## やること A
自己紹介の文章から、「本籍地がびっくりドンキーの私の自己紹介と所信表明」で始まり「するし、天職だと思っている。」で終わる部分を、一字も変えずに抜き出してください。
## やること B
食へのこだわりをつづった自己紹介の文章を、最後の文のあとから書き継いでください。

## 練習用の文章
本籍地がびっくりドンキーの私の自己紹介と所信表明
今年の年明け、仲良くしてもらってるお姉さんと麻布十番のイタリアンで「今年の目標は、しれっとnote始めてみて、リアルな知り合いに『この記事書いたのってもしかして……』って身バレすること!」なんて冗談言いながらローマ・ピッツァをパリパリ食していたのですが、正月が明けないうちに達成してしまった。(出願間違えた記事、たくさんの方に読んでいただいたみたいで恐縮です、くれぐれも皆さまお気をつけを……)
今日は明日からも生き抜くにあたり改めて今年の目標を設定しつつ、新しくフォローしてくださった方に自己紹介も兼ねつつ、振り返りを兼ねて、今一度、ここまでの食への執着に関する変遷を書き綴ってみようと思います。
プロローグ
一言でいうと、“食”に執着して生きてます。生きてきた時間を、ありとあらゆる食の在り方に全振りしてきたと思う。お家でご飯もつくるし、Ubereatsもする。近くのスーパーが半額になる時間もチェックしてるし、生産者の方から水揚げしたてのシラウオを直送していただいたりもする。ワンコインランチも食べに行けば、ディナーに家賃くらいのお金も出す。午前の商品開発会議では管理栄養士としてたんぱく質だのビタミンだの言いながら、午後からのCM撮影現場ではカロリー爆弾みたいなチーズを伸ばす。EC販売の健康食品の商品開発をしながら、港区の高級焼肉店のお手伝いもする。働いて、食べて、また働く。好きを仕事にしない方がいいとか言うけど、私にはこれしか無い気がするし、天職だと思っている。
染色体時代
じゃあまず、私が染色体だった頃から振り返ろっか。ママとパパが23歳の時にわたしを授かり婚。すごいライトな感じでこの世に生を授かった。この出来事をママは「結婚式も新婚旅行もドタバタだったけど、お腹の中にいるきこを新婚旅行のハワイに連れていけて嬉しかった〜!」なんて、今でも嬉しそうに言う。こんな風に言われるとできちゃった賜物であるこっち側も悪い気はしないので、肩身狭い思いしている人はマイマムのマインド真似してみて。ちなみに本籍地は2人が同棲してたアパート、取り壊されて今はまさかのびっくりドンキー。すなわち現在本籍地びっくりドンキーの女で憶えてください。(ていうか、まじで本籍地って必要?いつも住所思い出せなくなってコンビニで住民票出して確認してる)

## 元のデータ
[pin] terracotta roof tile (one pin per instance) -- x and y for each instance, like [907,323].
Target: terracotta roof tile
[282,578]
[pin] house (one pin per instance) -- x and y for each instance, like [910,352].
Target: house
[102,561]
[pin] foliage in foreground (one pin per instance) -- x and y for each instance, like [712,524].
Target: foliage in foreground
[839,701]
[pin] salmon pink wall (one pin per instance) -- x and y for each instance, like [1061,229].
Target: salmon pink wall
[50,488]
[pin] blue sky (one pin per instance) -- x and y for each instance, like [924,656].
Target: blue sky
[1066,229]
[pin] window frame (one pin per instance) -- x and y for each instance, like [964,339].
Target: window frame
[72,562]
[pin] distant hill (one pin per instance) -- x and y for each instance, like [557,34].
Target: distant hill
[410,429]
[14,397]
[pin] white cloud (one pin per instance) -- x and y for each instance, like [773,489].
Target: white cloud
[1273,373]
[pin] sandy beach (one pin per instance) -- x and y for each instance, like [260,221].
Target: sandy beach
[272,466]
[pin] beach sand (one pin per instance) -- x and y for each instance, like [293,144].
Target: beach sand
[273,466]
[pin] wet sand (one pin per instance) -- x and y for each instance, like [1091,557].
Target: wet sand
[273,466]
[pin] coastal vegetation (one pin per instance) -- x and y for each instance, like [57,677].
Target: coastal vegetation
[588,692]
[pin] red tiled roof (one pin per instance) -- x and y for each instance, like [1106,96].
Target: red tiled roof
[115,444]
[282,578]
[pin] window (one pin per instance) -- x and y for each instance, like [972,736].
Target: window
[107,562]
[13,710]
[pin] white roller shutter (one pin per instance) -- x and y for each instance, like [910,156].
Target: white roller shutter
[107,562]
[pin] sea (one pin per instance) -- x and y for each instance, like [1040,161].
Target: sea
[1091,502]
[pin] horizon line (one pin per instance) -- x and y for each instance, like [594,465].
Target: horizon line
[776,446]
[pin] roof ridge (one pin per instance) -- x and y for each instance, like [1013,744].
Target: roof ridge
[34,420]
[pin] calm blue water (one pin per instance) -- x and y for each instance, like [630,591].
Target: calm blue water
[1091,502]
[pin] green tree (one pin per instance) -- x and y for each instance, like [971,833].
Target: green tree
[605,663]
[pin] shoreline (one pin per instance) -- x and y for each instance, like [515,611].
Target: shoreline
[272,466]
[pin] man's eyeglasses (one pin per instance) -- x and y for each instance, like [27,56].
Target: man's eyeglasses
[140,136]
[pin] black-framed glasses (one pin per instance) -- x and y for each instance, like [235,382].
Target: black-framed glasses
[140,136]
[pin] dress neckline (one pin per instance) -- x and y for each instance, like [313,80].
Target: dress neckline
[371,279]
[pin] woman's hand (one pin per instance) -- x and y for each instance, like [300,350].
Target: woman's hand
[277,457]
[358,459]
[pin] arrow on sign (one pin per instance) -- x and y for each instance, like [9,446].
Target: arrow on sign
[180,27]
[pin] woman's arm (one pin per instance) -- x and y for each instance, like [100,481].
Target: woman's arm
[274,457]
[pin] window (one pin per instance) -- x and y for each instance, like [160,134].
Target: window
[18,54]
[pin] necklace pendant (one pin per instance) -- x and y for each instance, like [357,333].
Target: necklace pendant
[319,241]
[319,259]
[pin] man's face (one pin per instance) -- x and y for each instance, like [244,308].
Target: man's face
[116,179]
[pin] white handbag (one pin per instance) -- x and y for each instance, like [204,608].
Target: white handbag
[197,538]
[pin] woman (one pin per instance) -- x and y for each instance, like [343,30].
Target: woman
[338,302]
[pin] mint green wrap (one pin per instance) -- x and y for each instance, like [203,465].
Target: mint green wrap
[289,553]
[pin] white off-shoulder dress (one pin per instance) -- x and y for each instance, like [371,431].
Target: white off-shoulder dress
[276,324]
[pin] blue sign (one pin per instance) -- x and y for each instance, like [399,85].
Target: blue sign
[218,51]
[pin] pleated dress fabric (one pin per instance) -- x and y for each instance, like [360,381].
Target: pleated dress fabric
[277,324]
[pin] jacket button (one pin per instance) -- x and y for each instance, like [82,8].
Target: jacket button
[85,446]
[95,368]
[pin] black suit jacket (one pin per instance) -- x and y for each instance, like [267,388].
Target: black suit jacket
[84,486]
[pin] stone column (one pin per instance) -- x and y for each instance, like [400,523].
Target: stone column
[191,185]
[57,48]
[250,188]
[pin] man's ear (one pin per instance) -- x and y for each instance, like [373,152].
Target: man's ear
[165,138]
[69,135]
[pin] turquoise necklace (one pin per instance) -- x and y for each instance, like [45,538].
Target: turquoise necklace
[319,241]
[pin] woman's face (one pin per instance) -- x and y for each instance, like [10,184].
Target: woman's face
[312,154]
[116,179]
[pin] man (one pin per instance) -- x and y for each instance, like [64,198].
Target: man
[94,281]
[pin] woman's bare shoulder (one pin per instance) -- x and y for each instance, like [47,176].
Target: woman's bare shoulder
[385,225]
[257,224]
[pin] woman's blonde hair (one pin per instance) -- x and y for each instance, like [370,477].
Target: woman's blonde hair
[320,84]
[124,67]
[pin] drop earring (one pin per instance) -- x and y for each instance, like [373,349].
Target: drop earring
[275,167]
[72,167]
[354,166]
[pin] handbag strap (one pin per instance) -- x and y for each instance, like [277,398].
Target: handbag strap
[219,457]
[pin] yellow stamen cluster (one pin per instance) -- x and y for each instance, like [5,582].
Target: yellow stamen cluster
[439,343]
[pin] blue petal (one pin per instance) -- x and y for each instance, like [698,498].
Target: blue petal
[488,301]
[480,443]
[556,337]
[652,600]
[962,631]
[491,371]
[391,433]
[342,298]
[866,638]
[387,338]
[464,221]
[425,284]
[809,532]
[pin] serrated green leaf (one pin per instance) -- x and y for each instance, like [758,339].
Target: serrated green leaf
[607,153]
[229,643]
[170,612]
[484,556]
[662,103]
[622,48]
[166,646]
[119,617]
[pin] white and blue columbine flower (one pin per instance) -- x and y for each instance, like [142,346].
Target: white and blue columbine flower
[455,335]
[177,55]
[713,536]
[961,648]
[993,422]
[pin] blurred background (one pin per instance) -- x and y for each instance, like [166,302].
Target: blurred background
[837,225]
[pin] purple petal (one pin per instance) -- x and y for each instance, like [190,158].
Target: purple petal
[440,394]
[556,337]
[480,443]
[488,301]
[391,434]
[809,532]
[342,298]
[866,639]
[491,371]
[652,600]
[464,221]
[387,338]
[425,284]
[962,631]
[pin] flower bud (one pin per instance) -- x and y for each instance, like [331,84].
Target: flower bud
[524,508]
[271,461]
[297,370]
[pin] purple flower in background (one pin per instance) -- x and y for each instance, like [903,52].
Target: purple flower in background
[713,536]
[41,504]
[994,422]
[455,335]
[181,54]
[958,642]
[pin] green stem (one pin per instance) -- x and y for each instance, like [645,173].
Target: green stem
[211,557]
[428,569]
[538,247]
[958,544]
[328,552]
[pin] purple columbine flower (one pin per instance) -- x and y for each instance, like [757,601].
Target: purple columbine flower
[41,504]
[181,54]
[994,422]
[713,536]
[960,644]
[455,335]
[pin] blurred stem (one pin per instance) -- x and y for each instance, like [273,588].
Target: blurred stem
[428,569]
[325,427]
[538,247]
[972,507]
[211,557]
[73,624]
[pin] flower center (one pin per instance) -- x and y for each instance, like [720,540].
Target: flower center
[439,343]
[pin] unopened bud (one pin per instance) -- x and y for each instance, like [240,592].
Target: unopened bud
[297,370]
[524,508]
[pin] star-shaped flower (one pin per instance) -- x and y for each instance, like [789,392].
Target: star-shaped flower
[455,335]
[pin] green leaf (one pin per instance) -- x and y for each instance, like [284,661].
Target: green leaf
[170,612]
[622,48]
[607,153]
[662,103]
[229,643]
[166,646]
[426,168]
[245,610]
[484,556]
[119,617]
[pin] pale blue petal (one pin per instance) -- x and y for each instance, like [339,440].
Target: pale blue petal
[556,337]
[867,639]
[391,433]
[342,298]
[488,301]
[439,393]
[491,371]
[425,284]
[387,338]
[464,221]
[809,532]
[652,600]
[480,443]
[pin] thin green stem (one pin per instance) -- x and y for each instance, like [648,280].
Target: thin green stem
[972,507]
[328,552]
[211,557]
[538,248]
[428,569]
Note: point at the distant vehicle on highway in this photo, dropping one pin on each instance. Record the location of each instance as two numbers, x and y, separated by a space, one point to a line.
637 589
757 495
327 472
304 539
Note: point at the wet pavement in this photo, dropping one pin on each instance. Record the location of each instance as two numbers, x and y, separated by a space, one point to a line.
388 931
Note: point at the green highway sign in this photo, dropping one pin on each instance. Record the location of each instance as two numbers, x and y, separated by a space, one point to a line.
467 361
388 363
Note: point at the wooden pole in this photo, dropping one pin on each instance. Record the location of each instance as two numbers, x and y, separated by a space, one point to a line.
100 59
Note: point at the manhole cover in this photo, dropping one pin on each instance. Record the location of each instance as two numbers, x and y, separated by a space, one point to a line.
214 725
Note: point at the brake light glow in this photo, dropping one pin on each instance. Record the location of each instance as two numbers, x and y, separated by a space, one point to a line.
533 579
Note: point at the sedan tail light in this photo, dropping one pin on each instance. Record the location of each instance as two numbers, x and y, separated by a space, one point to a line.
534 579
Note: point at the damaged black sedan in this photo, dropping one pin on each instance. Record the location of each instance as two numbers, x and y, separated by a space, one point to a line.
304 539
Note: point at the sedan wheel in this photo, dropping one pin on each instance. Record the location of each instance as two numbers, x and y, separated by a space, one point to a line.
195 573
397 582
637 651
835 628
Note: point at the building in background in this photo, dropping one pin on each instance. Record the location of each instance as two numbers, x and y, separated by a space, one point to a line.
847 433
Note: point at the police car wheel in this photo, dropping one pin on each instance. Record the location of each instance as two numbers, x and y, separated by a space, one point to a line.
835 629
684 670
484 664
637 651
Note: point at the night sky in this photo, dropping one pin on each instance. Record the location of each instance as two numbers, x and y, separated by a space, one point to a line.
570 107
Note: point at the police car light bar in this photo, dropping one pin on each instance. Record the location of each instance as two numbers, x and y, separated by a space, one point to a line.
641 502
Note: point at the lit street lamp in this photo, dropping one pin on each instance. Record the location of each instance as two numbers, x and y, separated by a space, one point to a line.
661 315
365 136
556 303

## 作業の結果 A
本籍地がびっくりドンキーの私の自己紹介と所信表明
今年の年明け、仲良くしてもらってるお姉さんと麻布十番のイタリアンで「今年の目標は、しれっとnote始めてみて、リアルな知り合いに『この記事書いたのってもしかして……』って身バレすること!」なんて冗談言いながらローマ・ピッツァをパリパリ食していたのですが、正月が明けないうちに達成してしまった。(出願間違えた記事、たくさんの方に読んでいただいたみたいで恐縮です、くれぐれも皆さまお気をつけを……)
今日は明日からも生き抜くにあたり改めて今年の目標を設定しつつ、新しくフォローしてくださった方に自己紹介も兼ねつつ、振り返りを兼ねて、今一度、ここまでの食への執着に関する変遷を書き綴ってみようと思います。
プロローグ
一言でいうと、“食”に執着して生きてます。生きてきた時間を、ありとあらゆる食の在り方に全振りしてきたと思う。お家でご飯もつくるし、Ubereatsもする。近くのスーパーが半額になる時間もチェックしてるし、生産者の方から水揚げしたてのシラウオを直送していただいたりもする。ワンコインランチも食べに行けば、ディナーに家賃くらいのお金も出す。午前の商品開発会議では管理栄養士としてたんぱく質だのビタミンだの言いながら、午後からのCM撮影現場ではカロリー爆弾みたいなチーズを伸ばす。EC販売の健康食品の商品開発をしながら、港区の高級焼肉店のお手伝いもする。働いて、食べて、また働く。好きを仕事にしない方がいいとか言うけど、私にはこれしか無い気がするし、天職だと思っている。

## 作業の結果 B
3歳
人の性格というのは、遺伝と環境で決まるというけど、わたしはそのどちらもが「影タイプ」に寄っている思う。
人生一番最初の根暗エピソードのスタートは齢3歳。外で遊ぶ近所のオトモダチを、玄関5cmくらい開けて、隙間からずっと覗いてたらしい。怖すぎ。
小さい頃は周りの友人とのコミュニケーションに大変苦労した。もともとコミュ力が無いのに「ちゃお」も「りぼん」も読んでなくて、「エンジェルブルー」も「メゾピアノ」も着てなくて、「いいとも!」も「学校へ行こう!」も視聴していなかった私は、周囲の子と無難に渡り合う“道具”を持っていなかった。
私の友達は大量の本。なぜか家に大量に本があった。絵本も漫画も小説も実用書もあって、まんべんなく読んだけど、大好きだったのは今でも持ってる「田舎のおばあちゃんの生活事典」だった。正直、文字は漢字含めて相当早くから読めたと思う。
とにかく実用的なものが好きだった。衣食住、特に食は、楽しんだ上で美味しく食べられるというのが私にとってナイスなポイントだった。
休みの日は外に遊びに行くことなく、お酒を嗜むお父さんに「イカを丸ごと買いに行こう」とお願いして、この本を見ながらイカの塩辛作ってた。そのせいで、このページだけ開き跡がついていて、イカのワタと墨でめちゃくちゃ汚れてる。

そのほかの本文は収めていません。